Using the passage on the film L'Avare, explain why Harpagon develops an obsessive love of money.

SUPPLIED PASSAGE:
=======

- French theatrical release poster
- Directed by: Louis de Funès Jean Girault
- Written by: Louis de Funès Jean Girault
- Based on: L'Avare by Molière
- Produced by: Christian Fechner Bernard Artigues
- Starring: Louis de Funès
- Cinematography: Edmond Richard
- Edited by: Michel Lewin
- Music by: Jean Bizet
- Distributed by: AMLF
- Release date: 5 March 1980;
- Running time: 125 minutes
- Country: France
- Language: French
- Box office: $18.3 million

= L'Avare (film) =

L'Avare is a 1980 French comedy film written and directed by Louis de Funès and Jean Girault, and starring de Funès. The English title of the film is The Miser. It is an adaptation of Molière's famous comedy L'Avare (The Miser).

De Funès tried to draw out the unhappy side of the character. Harpagon, unloved by humanity, is driven to an obsessive love of money.

=======

Referring expression data
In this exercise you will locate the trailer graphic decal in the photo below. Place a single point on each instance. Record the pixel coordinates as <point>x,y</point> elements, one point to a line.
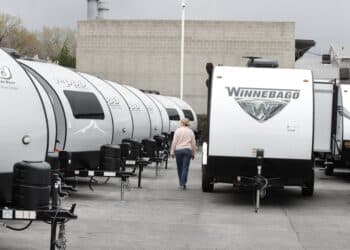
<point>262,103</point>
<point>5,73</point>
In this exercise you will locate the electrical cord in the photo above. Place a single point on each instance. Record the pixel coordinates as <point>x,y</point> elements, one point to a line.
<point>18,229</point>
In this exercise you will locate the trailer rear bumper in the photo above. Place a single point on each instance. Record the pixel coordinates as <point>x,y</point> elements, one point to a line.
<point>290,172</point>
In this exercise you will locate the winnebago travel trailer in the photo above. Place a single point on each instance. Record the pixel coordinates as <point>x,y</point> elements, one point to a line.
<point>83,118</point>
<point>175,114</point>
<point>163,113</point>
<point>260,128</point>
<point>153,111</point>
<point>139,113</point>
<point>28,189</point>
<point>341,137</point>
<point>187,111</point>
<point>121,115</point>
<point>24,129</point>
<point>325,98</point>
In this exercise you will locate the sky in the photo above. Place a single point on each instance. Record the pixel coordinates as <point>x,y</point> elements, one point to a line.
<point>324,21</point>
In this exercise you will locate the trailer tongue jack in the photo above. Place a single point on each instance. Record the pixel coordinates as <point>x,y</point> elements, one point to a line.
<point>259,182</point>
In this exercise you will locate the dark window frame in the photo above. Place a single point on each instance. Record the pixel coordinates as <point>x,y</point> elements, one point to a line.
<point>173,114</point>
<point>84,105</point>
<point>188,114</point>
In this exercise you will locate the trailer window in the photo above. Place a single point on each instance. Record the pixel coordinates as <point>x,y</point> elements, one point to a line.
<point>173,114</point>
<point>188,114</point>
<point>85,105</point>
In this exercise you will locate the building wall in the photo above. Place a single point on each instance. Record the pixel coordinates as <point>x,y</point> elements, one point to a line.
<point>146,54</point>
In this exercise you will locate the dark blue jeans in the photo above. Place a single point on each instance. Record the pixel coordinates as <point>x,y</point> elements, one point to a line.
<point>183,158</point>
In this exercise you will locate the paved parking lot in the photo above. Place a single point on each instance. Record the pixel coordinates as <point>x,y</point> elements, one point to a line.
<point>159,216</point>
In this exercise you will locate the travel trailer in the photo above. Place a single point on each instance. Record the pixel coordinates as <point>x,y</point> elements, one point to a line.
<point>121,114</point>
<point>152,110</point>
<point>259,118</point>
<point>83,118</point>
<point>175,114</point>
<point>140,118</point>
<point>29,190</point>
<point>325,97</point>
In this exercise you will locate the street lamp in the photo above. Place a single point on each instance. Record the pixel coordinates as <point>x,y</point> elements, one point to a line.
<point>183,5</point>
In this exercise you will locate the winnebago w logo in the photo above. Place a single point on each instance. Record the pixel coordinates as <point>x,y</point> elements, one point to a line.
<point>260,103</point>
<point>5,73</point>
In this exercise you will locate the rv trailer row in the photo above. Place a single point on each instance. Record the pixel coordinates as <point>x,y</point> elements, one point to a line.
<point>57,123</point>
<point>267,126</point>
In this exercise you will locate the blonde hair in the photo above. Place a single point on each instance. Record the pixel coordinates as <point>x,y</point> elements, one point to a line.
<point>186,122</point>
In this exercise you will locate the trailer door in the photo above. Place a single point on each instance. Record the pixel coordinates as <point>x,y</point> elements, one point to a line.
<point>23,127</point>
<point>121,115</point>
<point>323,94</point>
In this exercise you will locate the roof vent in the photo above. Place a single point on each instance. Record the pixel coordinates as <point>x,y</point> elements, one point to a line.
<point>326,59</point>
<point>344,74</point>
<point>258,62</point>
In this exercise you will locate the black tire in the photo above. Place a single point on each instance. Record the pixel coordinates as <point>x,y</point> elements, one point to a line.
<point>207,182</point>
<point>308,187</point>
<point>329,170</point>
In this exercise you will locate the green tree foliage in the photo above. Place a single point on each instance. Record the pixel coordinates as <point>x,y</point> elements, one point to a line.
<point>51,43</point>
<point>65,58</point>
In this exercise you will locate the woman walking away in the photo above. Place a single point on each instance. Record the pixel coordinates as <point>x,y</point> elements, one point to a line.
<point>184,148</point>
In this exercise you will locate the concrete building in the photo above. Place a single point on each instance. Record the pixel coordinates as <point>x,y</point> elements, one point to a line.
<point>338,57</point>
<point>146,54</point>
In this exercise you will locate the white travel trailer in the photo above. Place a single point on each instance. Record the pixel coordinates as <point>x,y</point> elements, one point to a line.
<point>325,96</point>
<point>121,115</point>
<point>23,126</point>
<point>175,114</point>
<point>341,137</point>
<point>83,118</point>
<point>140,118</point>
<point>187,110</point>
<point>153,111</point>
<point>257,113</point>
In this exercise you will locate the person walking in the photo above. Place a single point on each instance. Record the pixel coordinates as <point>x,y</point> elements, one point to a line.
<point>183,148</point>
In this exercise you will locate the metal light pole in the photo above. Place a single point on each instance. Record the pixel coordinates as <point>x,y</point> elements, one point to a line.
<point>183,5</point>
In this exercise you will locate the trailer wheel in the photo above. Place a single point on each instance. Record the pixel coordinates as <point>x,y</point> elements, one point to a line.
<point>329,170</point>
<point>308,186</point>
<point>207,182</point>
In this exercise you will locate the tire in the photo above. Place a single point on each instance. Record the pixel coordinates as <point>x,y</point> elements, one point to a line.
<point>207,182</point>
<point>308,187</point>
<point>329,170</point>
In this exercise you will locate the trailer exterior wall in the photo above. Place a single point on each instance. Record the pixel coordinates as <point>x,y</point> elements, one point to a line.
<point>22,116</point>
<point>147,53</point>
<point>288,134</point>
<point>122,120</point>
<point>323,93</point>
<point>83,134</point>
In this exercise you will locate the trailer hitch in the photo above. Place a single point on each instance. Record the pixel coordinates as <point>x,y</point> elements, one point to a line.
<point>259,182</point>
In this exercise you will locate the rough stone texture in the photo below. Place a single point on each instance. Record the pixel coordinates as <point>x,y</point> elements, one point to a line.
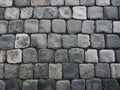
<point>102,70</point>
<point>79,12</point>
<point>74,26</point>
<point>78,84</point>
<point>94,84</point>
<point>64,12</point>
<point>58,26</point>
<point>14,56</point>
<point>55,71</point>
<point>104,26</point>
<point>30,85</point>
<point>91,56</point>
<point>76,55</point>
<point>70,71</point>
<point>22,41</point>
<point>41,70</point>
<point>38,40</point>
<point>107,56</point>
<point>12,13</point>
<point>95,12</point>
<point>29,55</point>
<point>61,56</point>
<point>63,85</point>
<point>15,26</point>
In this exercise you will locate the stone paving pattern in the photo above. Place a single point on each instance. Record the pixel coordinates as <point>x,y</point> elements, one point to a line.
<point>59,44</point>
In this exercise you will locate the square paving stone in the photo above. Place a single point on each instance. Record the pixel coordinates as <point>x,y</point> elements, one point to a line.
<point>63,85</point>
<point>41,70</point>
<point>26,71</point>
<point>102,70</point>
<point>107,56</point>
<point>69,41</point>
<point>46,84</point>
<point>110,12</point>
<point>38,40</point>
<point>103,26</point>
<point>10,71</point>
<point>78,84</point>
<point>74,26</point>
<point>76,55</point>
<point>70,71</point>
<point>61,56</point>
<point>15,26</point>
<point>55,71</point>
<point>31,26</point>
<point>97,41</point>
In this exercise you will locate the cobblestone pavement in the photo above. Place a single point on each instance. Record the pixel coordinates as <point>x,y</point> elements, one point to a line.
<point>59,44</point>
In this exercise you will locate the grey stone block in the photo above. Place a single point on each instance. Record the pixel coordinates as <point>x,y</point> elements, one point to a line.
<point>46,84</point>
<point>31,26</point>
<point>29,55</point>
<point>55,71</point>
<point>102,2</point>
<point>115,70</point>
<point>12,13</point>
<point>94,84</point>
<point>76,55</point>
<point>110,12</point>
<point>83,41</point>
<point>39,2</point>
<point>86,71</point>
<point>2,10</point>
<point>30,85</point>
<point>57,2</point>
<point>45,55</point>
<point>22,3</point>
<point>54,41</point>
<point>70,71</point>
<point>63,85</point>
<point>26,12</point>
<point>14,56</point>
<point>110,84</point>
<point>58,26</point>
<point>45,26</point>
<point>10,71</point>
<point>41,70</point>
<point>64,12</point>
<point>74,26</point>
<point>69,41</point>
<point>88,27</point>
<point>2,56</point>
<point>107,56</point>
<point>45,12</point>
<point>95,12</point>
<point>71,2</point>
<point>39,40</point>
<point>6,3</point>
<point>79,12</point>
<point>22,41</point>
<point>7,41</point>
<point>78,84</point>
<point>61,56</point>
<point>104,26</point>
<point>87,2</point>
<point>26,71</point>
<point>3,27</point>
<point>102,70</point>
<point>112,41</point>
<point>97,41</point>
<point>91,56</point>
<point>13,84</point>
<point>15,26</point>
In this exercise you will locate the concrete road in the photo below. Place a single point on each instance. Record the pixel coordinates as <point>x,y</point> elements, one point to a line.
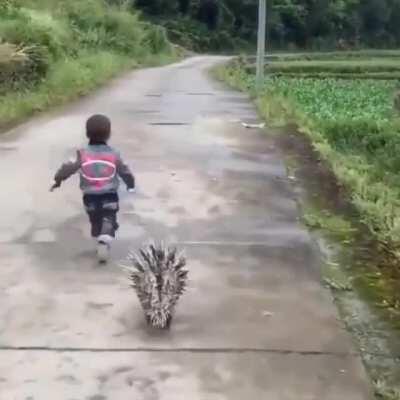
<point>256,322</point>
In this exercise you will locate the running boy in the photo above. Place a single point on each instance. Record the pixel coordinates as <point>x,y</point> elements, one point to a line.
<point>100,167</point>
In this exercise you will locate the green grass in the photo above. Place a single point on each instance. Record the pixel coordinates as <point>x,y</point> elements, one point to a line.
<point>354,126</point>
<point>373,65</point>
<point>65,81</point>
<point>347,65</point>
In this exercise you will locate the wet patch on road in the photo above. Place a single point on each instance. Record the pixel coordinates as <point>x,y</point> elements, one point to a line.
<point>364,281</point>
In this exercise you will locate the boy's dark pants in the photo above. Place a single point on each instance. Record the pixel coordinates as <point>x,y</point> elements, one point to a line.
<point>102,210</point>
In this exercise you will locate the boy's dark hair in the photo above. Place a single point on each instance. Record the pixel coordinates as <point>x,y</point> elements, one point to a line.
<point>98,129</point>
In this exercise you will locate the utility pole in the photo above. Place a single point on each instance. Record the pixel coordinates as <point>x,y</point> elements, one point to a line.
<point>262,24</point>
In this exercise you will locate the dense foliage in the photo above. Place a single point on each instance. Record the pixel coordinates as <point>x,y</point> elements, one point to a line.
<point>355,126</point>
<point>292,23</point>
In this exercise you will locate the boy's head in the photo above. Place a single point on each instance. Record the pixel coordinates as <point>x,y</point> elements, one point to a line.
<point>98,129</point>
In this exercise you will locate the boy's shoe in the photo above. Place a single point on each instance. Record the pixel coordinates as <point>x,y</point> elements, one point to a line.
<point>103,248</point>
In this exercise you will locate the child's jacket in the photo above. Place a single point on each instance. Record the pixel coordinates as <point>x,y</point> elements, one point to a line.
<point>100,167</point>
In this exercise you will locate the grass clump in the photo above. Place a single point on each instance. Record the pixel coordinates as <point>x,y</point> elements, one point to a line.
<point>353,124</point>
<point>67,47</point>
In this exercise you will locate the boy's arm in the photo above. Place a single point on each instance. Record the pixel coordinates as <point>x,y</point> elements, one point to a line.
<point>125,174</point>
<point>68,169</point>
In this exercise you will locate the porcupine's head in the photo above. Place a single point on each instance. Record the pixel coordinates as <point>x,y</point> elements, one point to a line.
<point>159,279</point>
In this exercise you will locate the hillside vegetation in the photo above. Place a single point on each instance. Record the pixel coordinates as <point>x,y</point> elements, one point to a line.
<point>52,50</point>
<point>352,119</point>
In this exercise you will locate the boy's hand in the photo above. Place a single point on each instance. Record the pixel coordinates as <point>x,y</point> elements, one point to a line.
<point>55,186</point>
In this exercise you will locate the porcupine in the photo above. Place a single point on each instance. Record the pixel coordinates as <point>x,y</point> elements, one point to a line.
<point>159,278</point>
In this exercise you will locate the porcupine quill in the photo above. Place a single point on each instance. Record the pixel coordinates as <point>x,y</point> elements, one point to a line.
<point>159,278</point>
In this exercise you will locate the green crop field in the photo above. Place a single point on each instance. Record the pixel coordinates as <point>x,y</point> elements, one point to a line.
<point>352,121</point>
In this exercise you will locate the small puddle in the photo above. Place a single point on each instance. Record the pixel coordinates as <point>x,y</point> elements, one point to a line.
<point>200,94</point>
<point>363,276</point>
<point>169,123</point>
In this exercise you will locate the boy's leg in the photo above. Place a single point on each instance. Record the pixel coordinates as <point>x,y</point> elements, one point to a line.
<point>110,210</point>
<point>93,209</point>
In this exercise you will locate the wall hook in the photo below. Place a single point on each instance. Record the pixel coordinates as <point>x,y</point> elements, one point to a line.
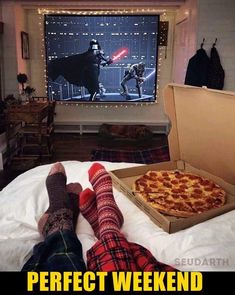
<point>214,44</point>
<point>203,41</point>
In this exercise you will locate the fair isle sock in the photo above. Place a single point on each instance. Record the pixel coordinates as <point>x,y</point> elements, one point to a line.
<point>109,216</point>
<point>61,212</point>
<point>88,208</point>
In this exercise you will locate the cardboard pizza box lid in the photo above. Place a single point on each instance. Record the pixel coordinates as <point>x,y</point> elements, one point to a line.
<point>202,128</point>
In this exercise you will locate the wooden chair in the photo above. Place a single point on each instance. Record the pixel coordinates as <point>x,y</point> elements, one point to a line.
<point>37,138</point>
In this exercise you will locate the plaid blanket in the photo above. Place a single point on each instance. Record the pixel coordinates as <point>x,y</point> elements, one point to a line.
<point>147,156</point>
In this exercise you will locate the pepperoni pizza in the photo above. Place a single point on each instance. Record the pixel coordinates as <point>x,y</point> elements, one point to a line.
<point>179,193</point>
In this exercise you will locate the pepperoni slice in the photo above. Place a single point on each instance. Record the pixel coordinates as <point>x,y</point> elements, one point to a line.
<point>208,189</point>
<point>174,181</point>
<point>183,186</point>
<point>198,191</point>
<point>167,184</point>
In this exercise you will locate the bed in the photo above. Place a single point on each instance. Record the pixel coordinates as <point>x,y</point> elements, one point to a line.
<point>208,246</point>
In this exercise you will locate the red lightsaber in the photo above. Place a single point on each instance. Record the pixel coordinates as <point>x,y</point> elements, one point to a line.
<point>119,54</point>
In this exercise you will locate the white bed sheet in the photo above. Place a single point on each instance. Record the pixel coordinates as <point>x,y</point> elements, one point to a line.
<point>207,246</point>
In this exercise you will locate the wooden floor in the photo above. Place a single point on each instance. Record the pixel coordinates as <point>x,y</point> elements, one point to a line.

=======

ANSWER BOX:
Harpagon is unloved by humanity, and this drives him to an obsessive love of money. It is part of the unhappy side of the character that de Funès tried to draw out.